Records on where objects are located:
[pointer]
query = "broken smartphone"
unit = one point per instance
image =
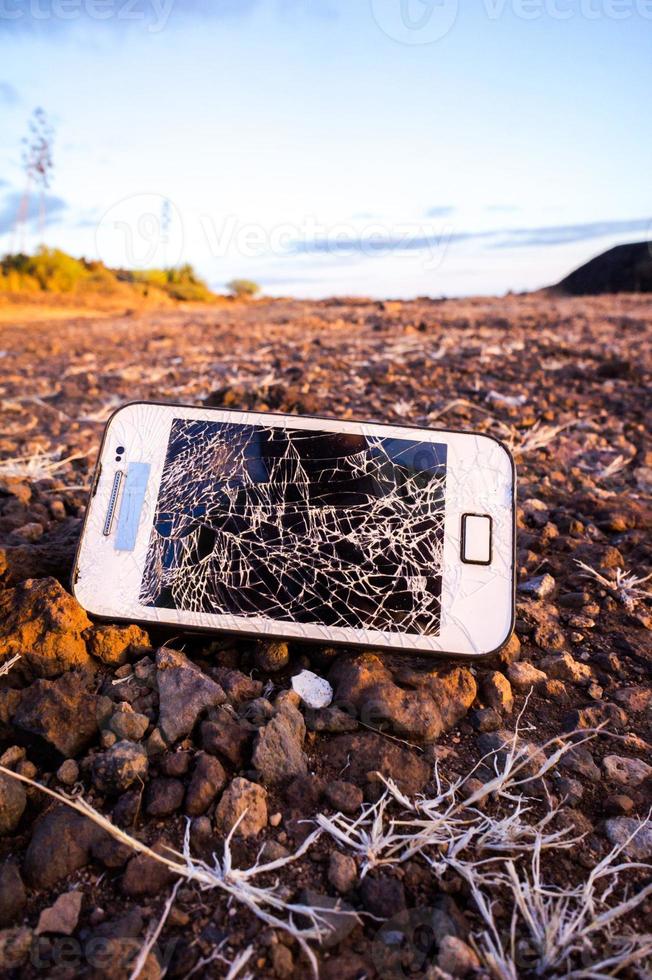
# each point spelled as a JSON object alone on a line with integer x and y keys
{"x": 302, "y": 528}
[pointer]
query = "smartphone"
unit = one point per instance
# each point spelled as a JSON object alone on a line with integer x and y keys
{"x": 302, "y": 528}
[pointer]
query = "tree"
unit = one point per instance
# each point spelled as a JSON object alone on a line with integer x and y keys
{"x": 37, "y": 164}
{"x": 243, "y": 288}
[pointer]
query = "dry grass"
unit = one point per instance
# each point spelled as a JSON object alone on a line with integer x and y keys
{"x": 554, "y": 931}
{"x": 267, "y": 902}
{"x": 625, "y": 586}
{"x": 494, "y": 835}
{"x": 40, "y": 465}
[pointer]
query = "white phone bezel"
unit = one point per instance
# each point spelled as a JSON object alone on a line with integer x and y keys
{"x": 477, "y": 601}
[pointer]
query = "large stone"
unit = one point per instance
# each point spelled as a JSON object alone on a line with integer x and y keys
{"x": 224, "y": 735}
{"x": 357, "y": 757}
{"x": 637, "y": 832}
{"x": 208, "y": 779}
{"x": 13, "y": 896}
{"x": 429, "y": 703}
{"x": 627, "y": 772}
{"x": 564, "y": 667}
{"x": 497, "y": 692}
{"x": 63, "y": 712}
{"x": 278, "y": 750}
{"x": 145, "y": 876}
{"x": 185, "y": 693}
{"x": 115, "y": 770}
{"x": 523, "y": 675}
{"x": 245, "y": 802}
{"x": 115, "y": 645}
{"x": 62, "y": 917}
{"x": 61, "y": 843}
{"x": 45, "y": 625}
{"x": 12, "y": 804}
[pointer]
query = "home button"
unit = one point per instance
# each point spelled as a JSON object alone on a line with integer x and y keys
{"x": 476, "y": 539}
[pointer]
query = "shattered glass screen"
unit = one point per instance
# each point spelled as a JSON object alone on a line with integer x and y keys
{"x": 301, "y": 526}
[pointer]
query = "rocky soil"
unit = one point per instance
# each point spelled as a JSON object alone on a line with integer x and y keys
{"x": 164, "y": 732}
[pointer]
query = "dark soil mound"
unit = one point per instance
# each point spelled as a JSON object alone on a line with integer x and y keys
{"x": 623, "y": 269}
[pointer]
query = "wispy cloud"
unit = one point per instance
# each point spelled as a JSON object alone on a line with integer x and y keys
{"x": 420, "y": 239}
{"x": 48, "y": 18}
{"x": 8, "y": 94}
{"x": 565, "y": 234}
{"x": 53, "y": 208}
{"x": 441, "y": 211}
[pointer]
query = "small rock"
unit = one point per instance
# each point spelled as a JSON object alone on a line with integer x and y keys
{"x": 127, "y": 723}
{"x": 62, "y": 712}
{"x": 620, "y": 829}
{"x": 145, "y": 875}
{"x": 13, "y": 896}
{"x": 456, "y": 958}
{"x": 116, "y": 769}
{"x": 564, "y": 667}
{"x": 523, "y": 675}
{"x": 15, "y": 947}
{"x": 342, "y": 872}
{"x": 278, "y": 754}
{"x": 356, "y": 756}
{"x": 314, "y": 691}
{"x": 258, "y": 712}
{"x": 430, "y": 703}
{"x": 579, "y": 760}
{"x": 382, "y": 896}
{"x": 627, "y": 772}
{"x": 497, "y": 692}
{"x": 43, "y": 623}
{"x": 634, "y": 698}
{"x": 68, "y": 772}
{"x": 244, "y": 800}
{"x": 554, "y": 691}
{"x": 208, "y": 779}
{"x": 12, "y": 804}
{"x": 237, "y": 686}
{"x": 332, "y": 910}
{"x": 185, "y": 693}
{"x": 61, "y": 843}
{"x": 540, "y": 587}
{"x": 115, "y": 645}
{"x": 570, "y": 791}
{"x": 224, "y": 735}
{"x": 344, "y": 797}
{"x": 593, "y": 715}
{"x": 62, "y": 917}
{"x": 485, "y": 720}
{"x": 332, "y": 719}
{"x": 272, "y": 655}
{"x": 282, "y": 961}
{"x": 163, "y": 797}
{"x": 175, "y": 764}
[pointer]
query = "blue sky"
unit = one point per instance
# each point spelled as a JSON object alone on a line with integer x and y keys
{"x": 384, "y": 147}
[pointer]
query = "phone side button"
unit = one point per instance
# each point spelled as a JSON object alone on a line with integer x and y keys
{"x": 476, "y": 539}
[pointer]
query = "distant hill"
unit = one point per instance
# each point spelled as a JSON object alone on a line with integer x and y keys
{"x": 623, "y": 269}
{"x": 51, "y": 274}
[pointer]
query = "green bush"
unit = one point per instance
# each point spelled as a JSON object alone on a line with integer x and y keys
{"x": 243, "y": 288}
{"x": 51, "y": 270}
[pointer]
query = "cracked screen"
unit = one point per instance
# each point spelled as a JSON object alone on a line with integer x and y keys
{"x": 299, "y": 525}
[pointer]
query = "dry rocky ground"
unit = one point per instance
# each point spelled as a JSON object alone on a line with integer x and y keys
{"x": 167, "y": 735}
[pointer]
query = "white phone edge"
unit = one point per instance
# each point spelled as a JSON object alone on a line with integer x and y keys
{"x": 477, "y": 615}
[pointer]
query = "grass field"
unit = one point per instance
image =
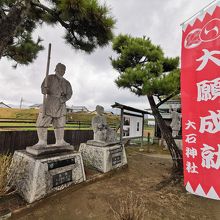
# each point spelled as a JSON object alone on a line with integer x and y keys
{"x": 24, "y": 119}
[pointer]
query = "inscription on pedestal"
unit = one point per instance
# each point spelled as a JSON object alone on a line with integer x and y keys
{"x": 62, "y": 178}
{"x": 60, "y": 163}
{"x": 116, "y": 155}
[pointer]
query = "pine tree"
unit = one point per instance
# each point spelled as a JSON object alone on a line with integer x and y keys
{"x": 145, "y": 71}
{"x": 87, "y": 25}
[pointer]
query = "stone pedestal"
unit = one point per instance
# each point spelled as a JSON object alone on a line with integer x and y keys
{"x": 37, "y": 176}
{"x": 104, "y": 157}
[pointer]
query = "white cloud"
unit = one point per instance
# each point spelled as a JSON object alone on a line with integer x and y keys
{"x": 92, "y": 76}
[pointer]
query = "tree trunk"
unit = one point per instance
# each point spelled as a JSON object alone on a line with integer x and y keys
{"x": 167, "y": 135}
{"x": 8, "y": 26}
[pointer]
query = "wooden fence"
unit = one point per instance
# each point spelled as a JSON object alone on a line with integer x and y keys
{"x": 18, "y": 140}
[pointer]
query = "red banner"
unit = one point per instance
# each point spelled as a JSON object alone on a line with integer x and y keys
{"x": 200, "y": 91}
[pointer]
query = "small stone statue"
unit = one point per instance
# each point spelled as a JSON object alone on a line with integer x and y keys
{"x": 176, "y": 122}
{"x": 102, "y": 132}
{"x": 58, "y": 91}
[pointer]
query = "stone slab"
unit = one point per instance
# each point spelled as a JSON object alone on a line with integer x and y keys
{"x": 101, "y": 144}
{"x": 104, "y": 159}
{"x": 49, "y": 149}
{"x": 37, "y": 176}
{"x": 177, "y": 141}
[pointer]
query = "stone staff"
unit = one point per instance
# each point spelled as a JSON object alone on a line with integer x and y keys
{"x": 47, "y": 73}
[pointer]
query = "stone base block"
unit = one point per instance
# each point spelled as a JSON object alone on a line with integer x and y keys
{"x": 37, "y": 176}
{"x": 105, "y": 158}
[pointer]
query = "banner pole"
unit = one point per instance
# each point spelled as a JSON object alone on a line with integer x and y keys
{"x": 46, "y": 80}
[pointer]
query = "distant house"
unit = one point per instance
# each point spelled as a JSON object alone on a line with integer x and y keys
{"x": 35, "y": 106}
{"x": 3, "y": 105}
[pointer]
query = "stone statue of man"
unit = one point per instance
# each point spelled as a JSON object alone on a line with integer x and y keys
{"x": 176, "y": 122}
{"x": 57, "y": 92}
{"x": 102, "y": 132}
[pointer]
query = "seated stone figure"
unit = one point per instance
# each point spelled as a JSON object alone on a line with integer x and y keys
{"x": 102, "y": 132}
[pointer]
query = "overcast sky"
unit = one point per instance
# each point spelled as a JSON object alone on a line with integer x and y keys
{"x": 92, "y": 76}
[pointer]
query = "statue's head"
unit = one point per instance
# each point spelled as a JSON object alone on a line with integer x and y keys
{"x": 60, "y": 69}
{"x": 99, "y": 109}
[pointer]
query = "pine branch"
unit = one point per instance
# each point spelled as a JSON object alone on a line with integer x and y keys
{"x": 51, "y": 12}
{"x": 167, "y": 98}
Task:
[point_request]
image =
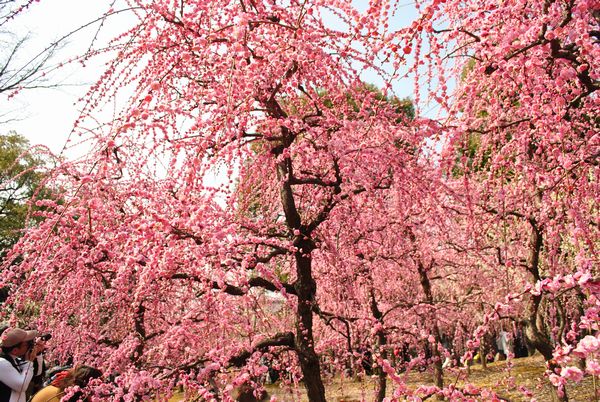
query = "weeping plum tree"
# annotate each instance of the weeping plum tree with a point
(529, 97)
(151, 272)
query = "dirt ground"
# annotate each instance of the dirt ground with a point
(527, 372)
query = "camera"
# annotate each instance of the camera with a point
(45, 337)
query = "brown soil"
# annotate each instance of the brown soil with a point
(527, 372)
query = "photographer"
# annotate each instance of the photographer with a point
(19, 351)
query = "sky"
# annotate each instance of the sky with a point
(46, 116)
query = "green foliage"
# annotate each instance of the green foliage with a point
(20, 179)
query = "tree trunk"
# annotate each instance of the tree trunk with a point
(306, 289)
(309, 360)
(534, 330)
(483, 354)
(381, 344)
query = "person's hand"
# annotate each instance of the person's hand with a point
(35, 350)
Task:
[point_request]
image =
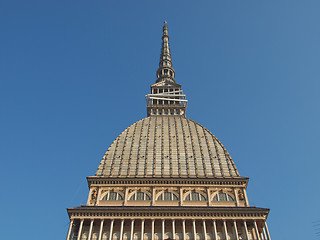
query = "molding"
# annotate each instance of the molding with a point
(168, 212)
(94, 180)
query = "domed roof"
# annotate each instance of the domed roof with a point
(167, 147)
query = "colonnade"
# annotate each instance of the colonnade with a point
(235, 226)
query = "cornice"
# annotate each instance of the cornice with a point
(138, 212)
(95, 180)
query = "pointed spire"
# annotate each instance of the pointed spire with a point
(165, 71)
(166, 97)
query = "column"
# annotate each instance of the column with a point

Given request:
From the records above, extract every line that contains the word "molding", matching case exactly.

Answer to the problem:
query = "molding"
# annotate each instance of the molding with a point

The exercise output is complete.